Task to complete =
Copy every record exactly, and keep the pictures out.

** start Dataset **

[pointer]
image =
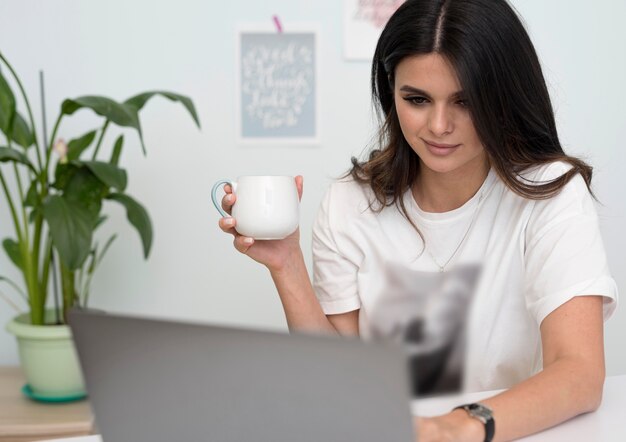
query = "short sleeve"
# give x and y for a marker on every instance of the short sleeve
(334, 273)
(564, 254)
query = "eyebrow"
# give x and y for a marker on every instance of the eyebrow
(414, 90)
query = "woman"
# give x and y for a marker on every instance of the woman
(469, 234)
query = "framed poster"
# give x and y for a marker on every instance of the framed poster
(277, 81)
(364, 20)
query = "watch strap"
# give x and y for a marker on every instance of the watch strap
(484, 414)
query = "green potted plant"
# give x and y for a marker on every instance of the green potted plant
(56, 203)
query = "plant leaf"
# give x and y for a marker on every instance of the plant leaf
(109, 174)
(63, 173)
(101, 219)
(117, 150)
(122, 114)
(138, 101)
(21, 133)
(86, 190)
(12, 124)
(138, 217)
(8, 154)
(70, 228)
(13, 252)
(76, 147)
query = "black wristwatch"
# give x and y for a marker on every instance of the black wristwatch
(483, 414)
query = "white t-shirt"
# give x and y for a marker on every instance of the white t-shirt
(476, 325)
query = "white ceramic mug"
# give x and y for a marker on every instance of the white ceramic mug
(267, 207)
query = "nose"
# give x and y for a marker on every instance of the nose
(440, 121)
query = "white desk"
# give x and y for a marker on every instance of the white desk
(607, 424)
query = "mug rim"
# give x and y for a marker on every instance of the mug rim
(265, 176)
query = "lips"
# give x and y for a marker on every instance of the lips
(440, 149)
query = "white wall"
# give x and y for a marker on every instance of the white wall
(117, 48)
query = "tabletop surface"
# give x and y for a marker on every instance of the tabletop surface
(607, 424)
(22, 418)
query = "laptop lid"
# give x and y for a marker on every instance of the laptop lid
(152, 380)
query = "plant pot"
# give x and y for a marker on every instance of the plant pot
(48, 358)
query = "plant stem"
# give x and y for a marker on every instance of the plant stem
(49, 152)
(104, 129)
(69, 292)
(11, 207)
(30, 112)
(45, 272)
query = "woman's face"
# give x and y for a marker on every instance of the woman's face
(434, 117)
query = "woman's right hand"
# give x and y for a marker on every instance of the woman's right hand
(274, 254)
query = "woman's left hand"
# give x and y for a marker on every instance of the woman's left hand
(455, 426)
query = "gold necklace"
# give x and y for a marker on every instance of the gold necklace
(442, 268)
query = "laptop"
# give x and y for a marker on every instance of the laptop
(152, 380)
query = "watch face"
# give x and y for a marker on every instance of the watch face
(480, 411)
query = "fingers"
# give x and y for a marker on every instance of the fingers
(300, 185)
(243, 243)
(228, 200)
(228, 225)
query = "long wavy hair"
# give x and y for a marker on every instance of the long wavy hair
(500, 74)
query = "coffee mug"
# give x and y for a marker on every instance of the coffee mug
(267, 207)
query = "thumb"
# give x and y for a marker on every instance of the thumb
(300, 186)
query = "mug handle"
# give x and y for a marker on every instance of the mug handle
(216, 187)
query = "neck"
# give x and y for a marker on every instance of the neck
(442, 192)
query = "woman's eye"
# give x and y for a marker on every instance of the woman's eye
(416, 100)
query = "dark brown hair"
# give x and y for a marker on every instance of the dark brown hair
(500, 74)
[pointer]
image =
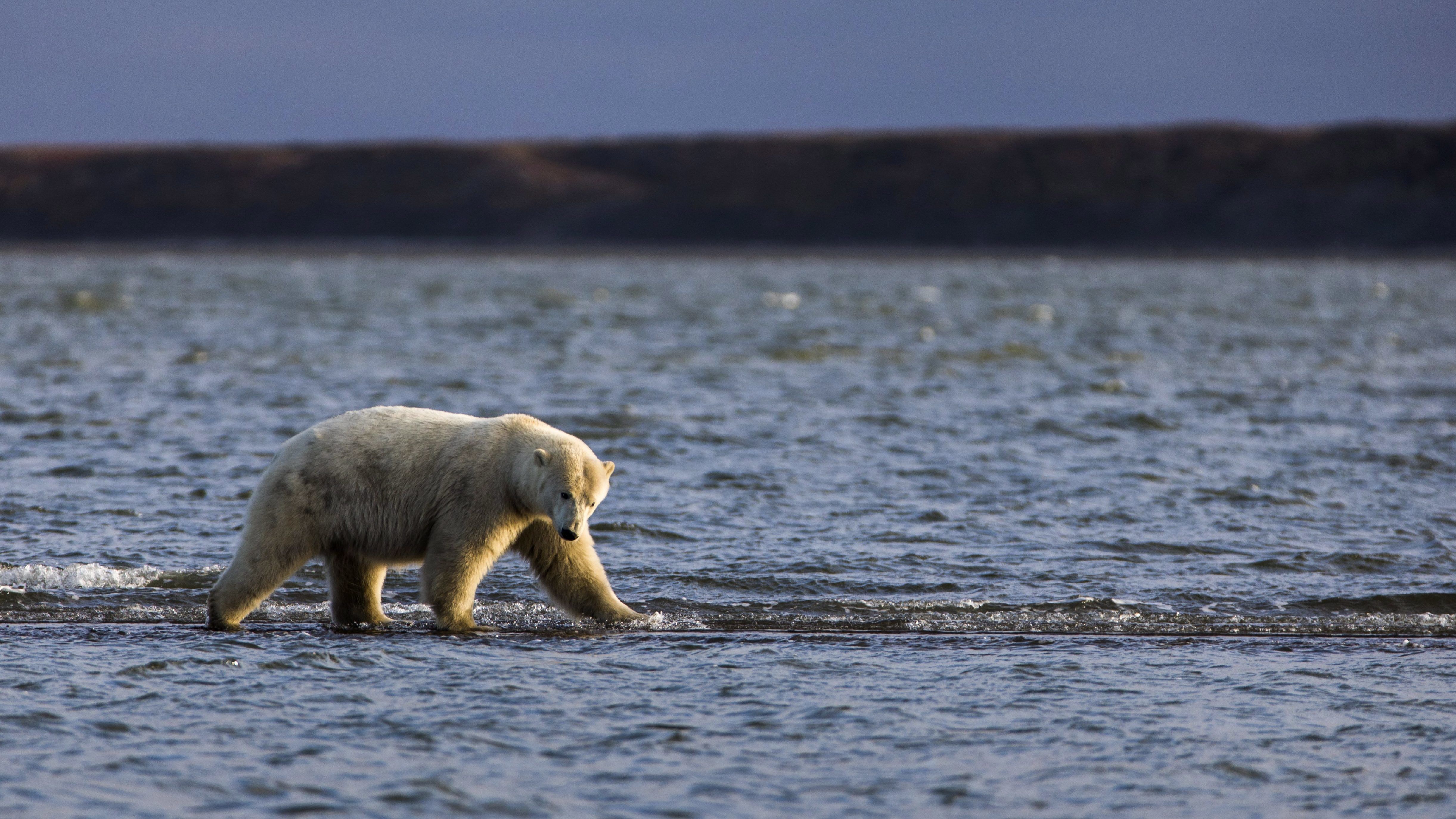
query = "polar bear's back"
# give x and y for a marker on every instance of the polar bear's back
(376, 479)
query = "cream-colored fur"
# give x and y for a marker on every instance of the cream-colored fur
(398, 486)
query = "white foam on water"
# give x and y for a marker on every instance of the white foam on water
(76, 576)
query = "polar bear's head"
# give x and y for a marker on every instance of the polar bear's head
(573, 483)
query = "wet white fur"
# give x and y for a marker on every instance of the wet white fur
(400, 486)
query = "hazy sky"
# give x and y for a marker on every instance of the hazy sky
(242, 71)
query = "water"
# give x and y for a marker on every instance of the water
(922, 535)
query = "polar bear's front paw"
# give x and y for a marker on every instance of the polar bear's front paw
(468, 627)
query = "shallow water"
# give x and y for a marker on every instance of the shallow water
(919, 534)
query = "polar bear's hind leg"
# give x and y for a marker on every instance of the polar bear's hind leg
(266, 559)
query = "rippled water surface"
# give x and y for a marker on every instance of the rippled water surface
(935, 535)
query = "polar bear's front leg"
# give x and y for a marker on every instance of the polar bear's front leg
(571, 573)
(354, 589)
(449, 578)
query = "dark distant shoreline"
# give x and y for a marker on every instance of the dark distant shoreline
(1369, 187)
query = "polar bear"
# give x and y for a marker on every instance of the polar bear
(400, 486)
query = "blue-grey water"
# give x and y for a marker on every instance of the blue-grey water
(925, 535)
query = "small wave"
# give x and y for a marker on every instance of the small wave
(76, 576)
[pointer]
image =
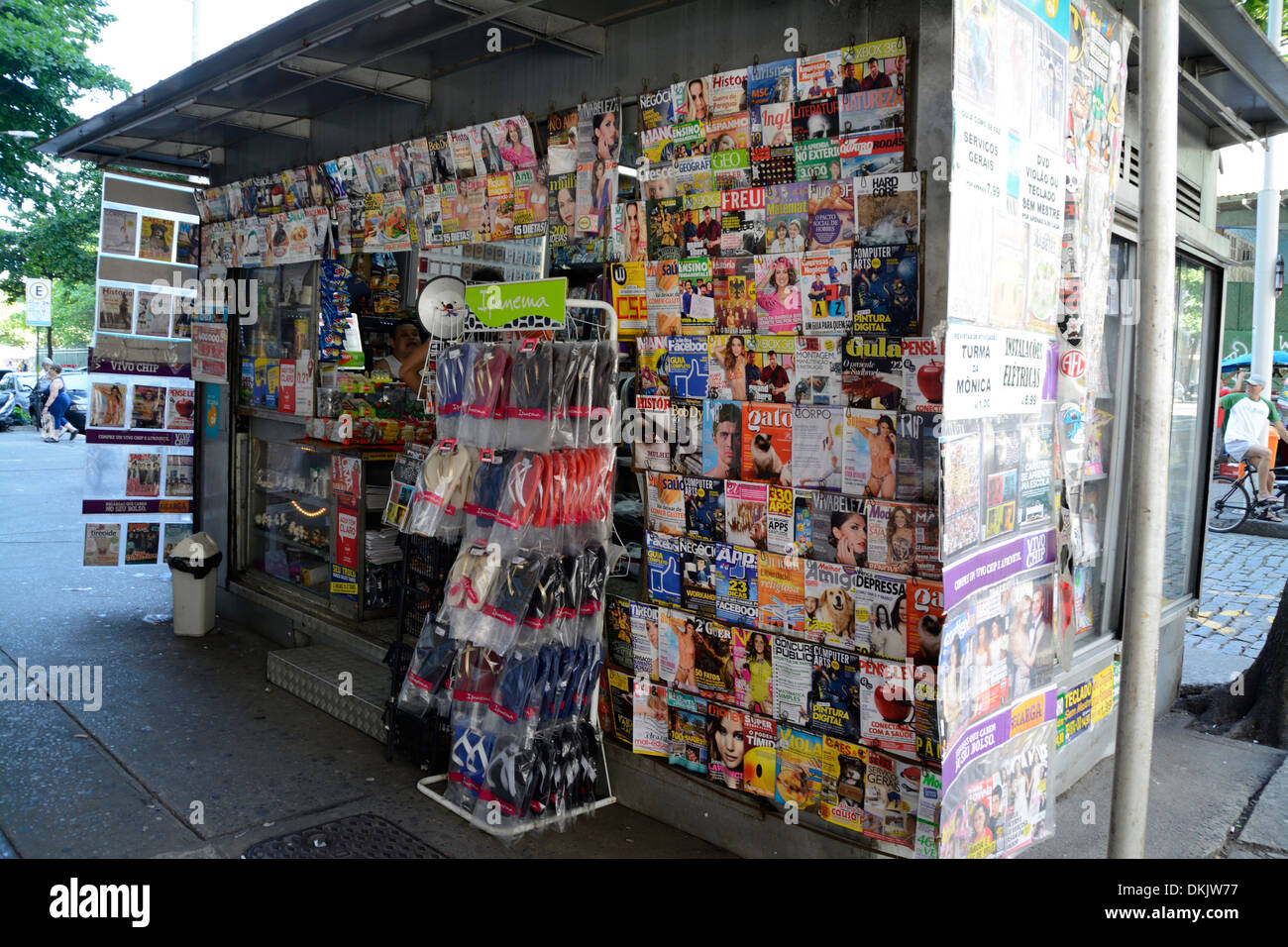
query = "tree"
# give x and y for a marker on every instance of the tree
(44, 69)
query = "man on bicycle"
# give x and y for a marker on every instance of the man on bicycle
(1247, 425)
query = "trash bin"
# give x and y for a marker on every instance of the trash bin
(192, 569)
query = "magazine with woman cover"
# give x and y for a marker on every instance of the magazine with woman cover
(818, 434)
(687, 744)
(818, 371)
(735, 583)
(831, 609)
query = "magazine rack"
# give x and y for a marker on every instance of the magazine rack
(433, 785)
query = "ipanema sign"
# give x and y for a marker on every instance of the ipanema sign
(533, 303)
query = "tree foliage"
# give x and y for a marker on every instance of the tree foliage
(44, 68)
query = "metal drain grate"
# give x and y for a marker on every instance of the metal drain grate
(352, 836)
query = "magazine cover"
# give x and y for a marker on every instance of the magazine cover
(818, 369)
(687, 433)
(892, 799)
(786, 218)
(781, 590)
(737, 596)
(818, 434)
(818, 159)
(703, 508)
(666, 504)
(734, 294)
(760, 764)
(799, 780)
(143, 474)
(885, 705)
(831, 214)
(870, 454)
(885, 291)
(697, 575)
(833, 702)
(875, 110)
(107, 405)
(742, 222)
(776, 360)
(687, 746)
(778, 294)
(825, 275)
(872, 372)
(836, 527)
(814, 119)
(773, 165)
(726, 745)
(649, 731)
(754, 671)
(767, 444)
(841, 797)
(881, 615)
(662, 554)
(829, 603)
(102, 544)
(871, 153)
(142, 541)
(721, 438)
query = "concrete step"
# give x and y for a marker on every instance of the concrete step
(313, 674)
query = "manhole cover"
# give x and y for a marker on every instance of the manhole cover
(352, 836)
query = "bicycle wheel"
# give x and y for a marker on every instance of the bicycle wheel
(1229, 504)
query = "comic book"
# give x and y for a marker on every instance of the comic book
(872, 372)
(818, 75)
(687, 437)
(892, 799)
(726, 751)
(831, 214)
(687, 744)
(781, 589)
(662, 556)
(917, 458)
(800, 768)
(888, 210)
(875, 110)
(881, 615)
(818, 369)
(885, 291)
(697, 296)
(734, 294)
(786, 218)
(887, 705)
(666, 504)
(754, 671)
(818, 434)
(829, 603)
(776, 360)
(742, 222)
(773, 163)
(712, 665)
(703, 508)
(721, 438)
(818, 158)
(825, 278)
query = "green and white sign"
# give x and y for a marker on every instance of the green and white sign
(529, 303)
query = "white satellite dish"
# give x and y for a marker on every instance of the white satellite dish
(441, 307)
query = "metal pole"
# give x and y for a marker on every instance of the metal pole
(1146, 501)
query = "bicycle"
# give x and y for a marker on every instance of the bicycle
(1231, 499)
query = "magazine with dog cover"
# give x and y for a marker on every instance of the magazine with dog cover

** end Dataset **

Reply =
[pointer]
image =
query = "short sleeve"
# give x and y for a marker on every instance of the short sleeve
(334, 273)
(564, 254)
query = "eyebrow"
# give x and y for a marker on every instance of the eyebrow
(414, 90)
query = "woman"
# give x and y for a marker on every instance of the woman
(469, 234)
query = "framed poster"
# give x and y for a marker on every instance of the framed poster
(277, 81)
(364, 20)
query = "watch strap"
# give x and y for a marker on every instance of the watch strap
(484, 414)
query = "green potted plant"
# give x and y for a marker on every instance of the green potted plant
(56, 203)
query = "plant leaf"
# give x and y for a marker on every instance of the plant leaf
(109, 174)
(63, 173)
(101, 219)
(117, 150)
(122, 114)
(138, 101)
(21, 133)
(86, 190)
(12, 124)
(138, 217)
(8, 154)
(70, 228)
(13, 252)
(76, 147)
query = "black wristwatch"
# give x and y for a marker on every instance of the black wristwatch
(483, 414)
query = "white t-shirt"
# give x and y for a marker on every instance of the white t-shirt
(476, 325)
query = "white ceramic mug"
# give x and y for a marker on every instance of the white ceramic mug
(267, 207)
query = "nose"
# give x and y for a marker on every instance of the nose
(440, 121)
query = "white desk"
# give x and y for a marker on every instance of the white desk
(607, 424)
query = "mug rim"
# give x and y for a marker on every instance of the mug rim
(265, 176)
query = "lips"
# give x and y for a marker on every instance of the lips
(440, 149)
query = "white wall"
# give x and y for a marker on every instance of the white wall
(117, 48)
query = "tabletop surface"
# give x and y for a marker on every instance of the tabletop surface
(607, 424)
(22, 418)
query = "laptop lid"
# give x and y for a marker on every instance of the laptop lid
(152, 380)
query = "plant pot"
# give x and y for a marker on every instance of the plant pot
(48, 358)
query = "plant stem"
# give x and y for a marker on every instance of the plant stem
(49, 152)
(104, 129)
(69, 292)
(11, 207)
(30, 112)
(45, 272)
query = "woman's face"
# give x and y for a marker on every instance of the woman's face
(434, 117)
query = "woman's right hand"
# give x and y for a marker on every instance of the woman's right hand
(274, 254)
query = "woman's left hand"
# give x and y for a marker on every instance of the woman's left hand
(455, 426)
query = "gold necklace"
# give x and y for a marker on every instance of the gold necklace
(442, 268)
query = "laptop"
# give x and y for a marker on every instance of the laptop
(152, 380)
query = "watch face"
# give x and y for a marker on every instance of the watch face
(480, 411)
query = "fingers"
# give x and y for a marker on every instance of the fingers
(300, 185)
(243, 243)
(228, 200)
(228, 225)
query = "long wavy hair"
# give x and y for a marker on every instance of the long wavy hair
(500, 74)
query = "coffee mug"
# give x and y for a marker on every instance of the coffee mug
(267, 207)
query = "thumb"
# give x and y for a marker on every instance of the thumb
(300, 186)
query = "mug handle"
# give x and y for a marker on every instance of the mug handle
(216, 187)
query = "neck"
# give x and y for a marker on every instance of the neck
(442, 192)
query = "woman's eye"
# give x and y for a marker on every instance of the woman's eye
(416, 100)
query = "dark brown hair"
# give x and y for a marker on every instance of the dark brown hair
(500, 74)
[pointer]
image =
query = "polar bear's back"
# give x and y for a marker on every instance of the polar bear's back
(376, 479)
query = "cream-colored fur"
# give x and y for a marker on every instance of the cream-colored fur
(398, 486)
query = "white foam on water"
# give x and y for a marker on every instance of the white foam on water
(76, 576)
query = "polar bear's head"
# give x and y for a marker on every instance of the polar bear's head
(573, 483)
query = "wet white fur"
# give x and y for a marker on every instance of the wet white fur
(400, 486)
query = "hazy sky"
# give x and y for a marker on every instance of the hazy sky
(242, 71)
query = "water"
# give x and y for a marker on every instance of the water
(922, 535)
query = "polar bear's front paw"
# give x and y for a marker on every instance of the polar bear's front paw
(468, 627)
query = "shallow water"
# give x and y for a marker on every instance of the shallow water
(919, 534)
query = "polar bear's hind leg"
# give x and y for a marker on every instance of the polar bear's hind leg
(266, 559)
query = "rippled water surface"
# give x and y for a marker on every instance of the rippled water surface
(935, 535)
query = "polar bear's front leg"
# give x and y for a marker on every instance of the polar bear's front leg
(571, 573)
(354, 589)
(449, 578)
query = "dark distant shoreline"
# give x and y for a marker on every instance of the dark distant shoreline
(1369, 187)
query = "polar bear"
# give x and y for a marker on every instance of the polar bear
(400, 486)
query = "blue-grey water"
# give x and y for a marker on every instance of the blue-grey water
(925, 535)
query = "small wave"
# give x and y for a marker on every instance of the small wave
(76, 576)
[pointer]
image =
query = "tree"
# give x and y for a marker on every instance of the tree
(44, 69)
query = "man on bicycle"
# give x and y for a marker on every instance of the man on bicycle
(1247, 425)
query = "trash bin"
# give x and y for a marker on every instance of the trash bin
(192, 569)
query = "magazine with woman cover"
# give x and y for a marker on every instance of the magazine with woman cover
(818, 434)
(687, 744)
(818, 371)
(735, 583)
(831, 609)
query = "magazine rack"
# give x and y for a marker on every instance of the magazine rack
(433, 785)
query = "ipanema sign"
# give x and y for a marker on every instance of the ipanema sign
(533, 303)
query = "tree foliage"
# give x and y for a marker on every instance of the tree foliage
(44, 68)
query = "metal drain grate"
# give x and y for a marker on every instance of the metal drain grate
(352, 836)
query = "magazine cover"
# give x and y for a marker on every instance of the magazine cover
(818, 369)
(687, 433)
(892, 799)
(786, 218)
(781, 590)
(737, 596)
(818, 434)
(818, 159)
(703, 508)
(666, 504)
(734, 294)
(760, 764)
(799, 780)
(143, 474)
(885, 705)
(831, 214)
(870, 454)
(885, 291)
(697, 575)
(833, 702)
(875, 110)
(107, 405)
(742, 222)
(776, 360)
(687, 746)
(778, 294)
(825, 275)
(872, 372)
(836, 527)
(814, 119)
(773, 165)
(726, 745)
(649, 731)
(754, 671)
(767, 444)
(841, 797)
(881, 615)
(662, 554)
(829, 603)
(102, 544)
(871, 153)
(142, 541)
(721, 438)
query = "concrete step"
# give x and y for a marker on every instance of the concrete step
(313, 674)
query = "manhole cover"
# give x and y for a marker on every instance of the manhole cover
(352, 836)
query = "bicycle wheel"
# give x and y for a marker on every instance of the bicycle wheel
(1229, 504)
query = "comic book"
# give x and y for a marker on every instance of the comic book
(872, 372)
(818, 75)
(687, 437)
(892, 799)
(726, 751)
(831, 214)
(687, 744)
(781, 589)
(662, 556)
(917, 458)
(800, 768)
(888, 210)
(875, 110)
(881, 615)
(818, 369)
(885, 291)
(697, 296)
(734, 294)
(786, 218)
(887, 705)
(666, 504)
(754, 671)
(818, 434)
(829, 603)
(776, 360)
(742, 222)
(773, 163)
(712, 665)
(703, 508)
(721, 438)
(818, 158)
(825, 278)
query = "green and white sign"
# give x and y for a marker on every instance of the green and white sign
(529, 303)
query = "white satellite dish"
# give x and y for a marker on every instance of the white satellite dish
(441, 307)
query = "metal pole"
# give x and y for a marker on every instance of the metal pole
(1146, 501)
query = "bicycle"
# give x and y for a marker on every instance of the bicycle
(1231, 499)
query = "magazine with dog cover"
# give x and y for a marker on every instance of the magazine with dog cover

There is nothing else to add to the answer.